• [EXERCISE DESCRIPTION]:
Give the number of lines in the material below that include "near", and write nothing else.

-- Opening Marker --

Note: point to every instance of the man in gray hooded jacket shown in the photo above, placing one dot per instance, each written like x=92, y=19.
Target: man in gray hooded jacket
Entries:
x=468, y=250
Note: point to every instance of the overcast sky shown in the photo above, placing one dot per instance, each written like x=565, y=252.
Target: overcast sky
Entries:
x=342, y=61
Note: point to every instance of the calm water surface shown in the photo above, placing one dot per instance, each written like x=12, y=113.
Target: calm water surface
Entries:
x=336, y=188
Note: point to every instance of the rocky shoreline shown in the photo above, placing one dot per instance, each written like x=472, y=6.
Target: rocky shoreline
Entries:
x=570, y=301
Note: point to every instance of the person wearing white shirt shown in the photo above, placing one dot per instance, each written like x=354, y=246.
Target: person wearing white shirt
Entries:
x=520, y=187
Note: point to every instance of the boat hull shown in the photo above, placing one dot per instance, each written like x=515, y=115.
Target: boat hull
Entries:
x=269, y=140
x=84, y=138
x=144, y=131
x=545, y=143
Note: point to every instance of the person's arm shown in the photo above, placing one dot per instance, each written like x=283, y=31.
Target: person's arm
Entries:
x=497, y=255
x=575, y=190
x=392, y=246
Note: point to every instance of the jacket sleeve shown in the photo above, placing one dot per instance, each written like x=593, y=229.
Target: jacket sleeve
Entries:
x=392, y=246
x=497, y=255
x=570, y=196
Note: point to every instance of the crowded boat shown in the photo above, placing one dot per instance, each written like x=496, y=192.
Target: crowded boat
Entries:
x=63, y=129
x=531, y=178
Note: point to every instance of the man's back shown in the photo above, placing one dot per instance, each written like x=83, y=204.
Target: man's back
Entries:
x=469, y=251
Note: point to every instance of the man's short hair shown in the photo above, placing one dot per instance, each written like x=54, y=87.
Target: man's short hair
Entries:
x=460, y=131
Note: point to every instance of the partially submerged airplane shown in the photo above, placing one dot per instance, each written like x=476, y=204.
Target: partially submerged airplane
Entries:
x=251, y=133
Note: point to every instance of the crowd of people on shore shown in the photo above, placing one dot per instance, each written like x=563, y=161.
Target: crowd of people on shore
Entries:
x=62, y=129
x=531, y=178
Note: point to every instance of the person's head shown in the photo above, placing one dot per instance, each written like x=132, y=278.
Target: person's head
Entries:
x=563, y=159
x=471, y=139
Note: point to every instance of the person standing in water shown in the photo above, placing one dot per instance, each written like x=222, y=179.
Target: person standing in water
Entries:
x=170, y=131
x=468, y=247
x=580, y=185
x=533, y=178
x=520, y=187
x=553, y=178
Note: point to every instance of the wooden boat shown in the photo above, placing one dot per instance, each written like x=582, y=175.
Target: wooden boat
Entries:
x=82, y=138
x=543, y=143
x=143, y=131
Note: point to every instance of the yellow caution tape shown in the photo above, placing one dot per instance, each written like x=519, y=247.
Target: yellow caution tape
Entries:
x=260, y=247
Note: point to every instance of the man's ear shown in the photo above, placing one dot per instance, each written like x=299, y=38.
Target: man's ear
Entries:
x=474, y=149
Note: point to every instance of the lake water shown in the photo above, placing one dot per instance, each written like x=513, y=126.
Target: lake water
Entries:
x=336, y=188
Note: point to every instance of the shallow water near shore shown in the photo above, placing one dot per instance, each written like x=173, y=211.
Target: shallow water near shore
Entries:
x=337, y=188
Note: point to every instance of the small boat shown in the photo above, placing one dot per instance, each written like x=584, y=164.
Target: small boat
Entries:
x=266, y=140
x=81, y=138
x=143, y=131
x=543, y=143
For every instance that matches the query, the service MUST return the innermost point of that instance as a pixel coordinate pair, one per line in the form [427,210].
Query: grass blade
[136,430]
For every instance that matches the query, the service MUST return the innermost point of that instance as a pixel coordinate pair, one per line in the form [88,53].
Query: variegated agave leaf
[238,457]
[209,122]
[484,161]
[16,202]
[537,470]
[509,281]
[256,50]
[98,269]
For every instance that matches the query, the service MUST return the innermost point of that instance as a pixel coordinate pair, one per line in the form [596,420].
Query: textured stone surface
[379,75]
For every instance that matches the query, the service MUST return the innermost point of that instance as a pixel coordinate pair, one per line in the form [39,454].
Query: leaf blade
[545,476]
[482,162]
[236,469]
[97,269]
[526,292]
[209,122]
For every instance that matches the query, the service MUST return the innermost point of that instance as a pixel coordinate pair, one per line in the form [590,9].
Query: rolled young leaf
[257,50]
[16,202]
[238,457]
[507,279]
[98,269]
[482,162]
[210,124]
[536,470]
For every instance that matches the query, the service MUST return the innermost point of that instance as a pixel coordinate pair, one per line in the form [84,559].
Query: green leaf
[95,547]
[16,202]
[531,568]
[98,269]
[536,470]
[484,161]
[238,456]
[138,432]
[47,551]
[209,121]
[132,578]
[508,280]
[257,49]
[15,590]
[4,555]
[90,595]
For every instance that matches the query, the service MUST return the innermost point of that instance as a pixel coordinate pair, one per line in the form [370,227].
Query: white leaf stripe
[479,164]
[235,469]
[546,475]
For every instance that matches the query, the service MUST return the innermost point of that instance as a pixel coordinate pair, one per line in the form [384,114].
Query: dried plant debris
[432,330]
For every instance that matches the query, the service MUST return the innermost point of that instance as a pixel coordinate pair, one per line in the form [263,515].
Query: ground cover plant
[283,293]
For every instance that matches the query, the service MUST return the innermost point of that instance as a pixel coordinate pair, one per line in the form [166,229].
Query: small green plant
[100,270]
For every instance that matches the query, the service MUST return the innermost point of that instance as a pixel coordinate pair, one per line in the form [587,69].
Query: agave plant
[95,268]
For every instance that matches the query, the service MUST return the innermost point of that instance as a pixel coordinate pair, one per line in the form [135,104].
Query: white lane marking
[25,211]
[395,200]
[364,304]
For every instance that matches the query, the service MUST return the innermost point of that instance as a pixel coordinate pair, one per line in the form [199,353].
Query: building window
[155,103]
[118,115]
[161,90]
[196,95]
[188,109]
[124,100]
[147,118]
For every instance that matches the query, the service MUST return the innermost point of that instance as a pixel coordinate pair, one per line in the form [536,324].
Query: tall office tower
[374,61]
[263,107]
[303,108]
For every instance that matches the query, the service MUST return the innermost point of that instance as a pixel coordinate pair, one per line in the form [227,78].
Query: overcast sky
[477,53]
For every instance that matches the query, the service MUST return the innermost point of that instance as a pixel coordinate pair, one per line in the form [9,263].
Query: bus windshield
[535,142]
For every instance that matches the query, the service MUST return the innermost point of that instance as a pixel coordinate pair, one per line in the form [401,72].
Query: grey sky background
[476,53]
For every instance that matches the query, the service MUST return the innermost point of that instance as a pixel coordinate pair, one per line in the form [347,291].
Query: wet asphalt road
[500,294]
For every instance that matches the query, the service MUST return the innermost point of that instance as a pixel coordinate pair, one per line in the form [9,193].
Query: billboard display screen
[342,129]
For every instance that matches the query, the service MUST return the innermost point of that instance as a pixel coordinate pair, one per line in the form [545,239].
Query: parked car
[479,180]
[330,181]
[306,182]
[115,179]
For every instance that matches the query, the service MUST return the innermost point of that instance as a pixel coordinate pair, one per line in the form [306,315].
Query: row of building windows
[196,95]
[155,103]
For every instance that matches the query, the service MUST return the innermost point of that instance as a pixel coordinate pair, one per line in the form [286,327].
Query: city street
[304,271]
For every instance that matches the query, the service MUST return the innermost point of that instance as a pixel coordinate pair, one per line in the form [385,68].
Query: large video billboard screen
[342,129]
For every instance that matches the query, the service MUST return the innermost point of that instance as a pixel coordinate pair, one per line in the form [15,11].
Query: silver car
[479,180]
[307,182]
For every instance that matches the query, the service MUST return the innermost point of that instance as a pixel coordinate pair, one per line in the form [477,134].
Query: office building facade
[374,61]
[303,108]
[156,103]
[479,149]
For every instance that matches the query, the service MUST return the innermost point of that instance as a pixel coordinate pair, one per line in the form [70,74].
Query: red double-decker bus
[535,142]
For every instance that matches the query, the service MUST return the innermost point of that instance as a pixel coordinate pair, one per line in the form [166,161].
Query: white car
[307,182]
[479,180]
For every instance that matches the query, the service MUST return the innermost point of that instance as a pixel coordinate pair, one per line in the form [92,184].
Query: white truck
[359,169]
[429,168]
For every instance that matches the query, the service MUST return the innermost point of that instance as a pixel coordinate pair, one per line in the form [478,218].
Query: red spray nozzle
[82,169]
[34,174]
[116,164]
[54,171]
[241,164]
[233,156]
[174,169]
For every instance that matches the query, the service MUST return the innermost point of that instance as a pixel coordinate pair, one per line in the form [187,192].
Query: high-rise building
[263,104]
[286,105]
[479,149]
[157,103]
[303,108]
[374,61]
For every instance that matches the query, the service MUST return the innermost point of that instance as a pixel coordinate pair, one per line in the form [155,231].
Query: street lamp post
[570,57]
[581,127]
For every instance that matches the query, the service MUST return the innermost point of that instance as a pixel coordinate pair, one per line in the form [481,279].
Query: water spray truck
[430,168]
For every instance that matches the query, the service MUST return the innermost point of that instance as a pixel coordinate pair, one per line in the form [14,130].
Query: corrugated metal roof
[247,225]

-- Closing Marker --
-- Opening Marker --

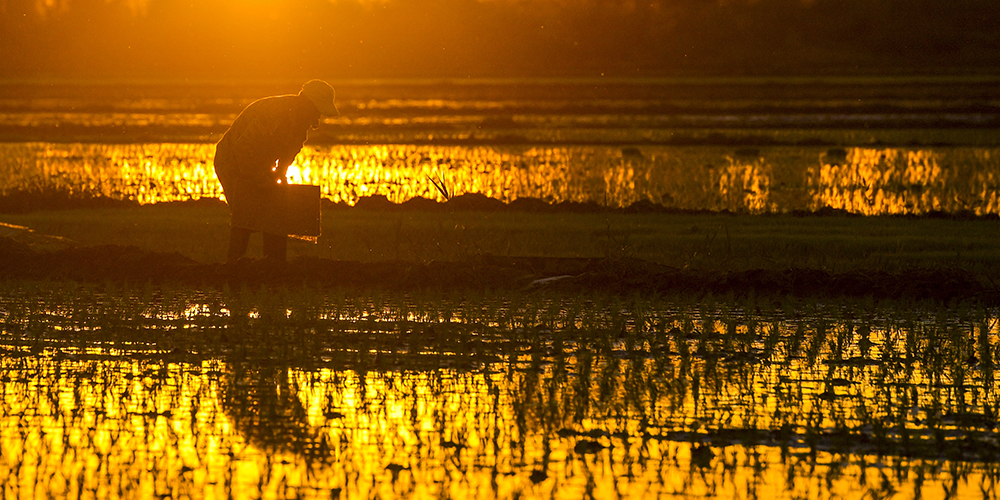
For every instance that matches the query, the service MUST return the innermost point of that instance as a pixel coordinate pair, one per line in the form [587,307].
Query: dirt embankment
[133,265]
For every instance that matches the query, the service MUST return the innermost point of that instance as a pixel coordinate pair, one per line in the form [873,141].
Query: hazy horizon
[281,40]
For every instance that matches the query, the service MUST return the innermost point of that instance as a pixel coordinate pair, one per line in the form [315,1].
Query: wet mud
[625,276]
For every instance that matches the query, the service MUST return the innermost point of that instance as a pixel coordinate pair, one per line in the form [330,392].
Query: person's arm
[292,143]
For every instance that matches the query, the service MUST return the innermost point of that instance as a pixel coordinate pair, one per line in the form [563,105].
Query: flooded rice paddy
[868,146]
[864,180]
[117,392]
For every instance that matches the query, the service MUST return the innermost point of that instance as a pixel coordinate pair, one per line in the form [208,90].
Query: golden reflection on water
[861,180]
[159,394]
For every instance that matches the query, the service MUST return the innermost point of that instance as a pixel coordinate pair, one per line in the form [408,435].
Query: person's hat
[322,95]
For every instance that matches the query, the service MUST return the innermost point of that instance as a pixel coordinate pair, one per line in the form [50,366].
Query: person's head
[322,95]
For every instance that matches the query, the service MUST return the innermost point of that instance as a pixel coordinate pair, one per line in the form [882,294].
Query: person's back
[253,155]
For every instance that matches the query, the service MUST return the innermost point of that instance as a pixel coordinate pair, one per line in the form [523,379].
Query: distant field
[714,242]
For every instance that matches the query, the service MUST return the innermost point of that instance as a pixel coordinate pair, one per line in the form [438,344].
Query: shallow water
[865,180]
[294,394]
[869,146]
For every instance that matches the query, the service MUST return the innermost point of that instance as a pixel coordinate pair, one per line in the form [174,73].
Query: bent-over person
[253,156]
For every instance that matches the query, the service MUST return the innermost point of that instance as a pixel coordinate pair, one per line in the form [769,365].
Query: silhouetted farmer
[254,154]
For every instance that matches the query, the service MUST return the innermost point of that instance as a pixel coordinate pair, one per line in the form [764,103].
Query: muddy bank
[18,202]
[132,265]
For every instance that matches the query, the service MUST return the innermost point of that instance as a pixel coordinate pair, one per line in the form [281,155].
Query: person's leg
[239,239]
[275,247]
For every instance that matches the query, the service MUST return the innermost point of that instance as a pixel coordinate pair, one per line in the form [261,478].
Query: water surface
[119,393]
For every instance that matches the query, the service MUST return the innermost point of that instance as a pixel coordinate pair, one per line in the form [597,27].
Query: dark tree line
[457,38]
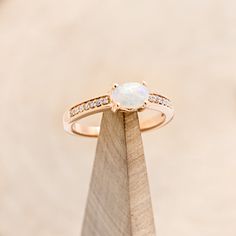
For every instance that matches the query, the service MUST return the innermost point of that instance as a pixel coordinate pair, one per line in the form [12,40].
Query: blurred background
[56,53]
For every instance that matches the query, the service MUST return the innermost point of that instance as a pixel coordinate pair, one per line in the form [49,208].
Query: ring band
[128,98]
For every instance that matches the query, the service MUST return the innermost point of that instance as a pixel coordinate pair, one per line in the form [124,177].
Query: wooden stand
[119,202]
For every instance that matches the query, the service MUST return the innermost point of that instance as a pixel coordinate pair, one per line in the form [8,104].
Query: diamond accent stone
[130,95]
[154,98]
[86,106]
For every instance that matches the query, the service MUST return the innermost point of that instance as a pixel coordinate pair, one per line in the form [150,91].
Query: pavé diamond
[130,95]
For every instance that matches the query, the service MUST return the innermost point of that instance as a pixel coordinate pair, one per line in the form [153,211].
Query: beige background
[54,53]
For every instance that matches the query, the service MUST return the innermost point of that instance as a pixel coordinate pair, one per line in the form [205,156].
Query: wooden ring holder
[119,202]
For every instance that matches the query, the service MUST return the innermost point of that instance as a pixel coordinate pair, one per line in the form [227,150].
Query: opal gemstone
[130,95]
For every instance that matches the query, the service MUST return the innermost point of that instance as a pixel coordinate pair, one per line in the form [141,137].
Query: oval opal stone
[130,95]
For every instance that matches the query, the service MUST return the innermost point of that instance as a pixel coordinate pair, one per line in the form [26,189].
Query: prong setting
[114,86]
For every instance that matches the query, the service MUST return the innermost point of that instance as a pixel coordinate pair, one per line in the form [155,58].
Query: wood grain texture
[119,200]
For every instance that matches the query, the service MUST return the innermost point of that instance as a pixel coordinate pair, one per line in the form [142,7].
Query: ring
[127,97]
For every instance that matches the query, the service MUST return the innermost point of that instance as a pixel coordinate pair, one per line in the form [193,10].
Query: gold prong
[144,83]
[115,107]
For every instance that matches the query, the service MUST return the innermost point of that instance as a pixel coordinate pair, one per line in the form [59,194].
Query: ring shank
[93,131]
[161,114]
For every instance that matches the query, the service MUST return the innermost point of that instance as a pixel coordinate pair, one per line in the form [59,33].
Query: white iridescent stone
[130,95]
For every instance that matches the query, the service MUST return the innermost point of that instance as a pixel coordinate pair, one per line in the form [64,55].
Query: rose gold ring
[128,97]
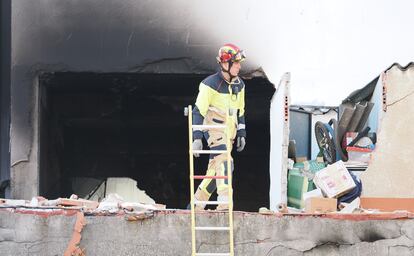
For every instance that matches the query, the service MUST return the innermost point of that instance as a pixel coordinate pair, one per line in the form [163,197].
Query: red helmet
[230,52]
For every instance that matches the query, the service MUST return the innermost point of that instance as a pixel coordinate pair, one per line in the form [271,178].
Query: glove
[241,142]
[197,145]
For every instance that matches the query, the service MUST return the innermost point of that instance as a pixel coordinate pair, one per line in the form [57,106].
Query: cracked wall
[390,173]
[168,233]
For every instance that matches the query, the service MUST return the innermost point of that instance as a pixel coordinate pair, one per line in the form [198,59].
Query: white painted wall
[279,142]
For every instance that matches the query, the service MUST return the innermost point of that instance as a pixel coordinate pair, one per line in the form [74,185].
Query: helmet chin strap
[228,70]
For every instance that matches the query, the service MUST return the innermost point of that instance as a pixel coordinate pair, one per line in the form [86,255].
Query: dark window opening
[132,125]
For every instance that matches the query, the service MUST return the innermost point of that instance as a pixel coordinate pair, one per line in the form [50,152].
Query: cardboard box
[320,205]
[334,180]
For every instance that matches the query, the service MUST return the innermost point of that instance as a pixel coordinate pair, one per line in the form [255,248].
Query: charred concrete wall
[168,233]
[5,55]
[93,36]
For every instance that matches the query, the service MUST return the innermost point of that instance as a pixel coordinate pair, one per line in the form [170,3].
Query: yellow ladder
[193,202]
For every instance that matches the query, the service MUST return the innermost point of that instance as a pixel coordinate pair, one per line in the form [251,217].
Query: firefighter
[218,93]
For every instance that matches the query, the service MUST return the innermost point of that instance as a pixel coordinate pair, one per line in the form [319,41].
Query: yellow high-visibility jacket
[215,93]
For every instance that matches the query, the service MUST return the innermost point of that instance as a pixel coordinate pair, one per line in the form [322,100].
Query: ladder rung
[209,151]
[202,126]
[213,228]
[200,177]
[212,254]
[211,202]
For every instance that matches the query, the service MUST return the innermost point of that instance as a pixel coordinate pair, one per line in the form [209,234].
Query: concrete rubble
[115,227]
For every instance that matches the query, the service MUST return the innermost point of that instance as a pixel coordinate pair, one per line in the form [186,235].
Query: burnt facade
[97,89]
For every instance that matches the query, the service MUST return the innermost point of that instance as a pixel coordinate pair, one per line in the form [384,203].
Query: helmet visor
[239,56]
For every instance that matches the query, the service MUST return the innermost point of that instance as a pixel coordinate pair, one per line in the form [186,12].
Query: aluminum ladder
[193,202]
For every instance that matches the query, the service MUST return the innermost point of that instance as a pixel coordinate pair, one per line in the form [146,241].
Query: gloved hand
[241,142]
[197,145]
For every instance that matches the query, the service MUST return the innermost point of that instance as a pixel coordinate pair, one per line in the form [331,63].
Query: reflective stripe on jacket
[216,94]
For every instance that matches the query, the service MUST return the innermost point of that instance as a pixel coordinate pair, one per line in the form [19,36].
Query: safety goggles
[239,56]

-- Closing Marker --

• [SOLUTION FOR THIS EXERCISE]:
2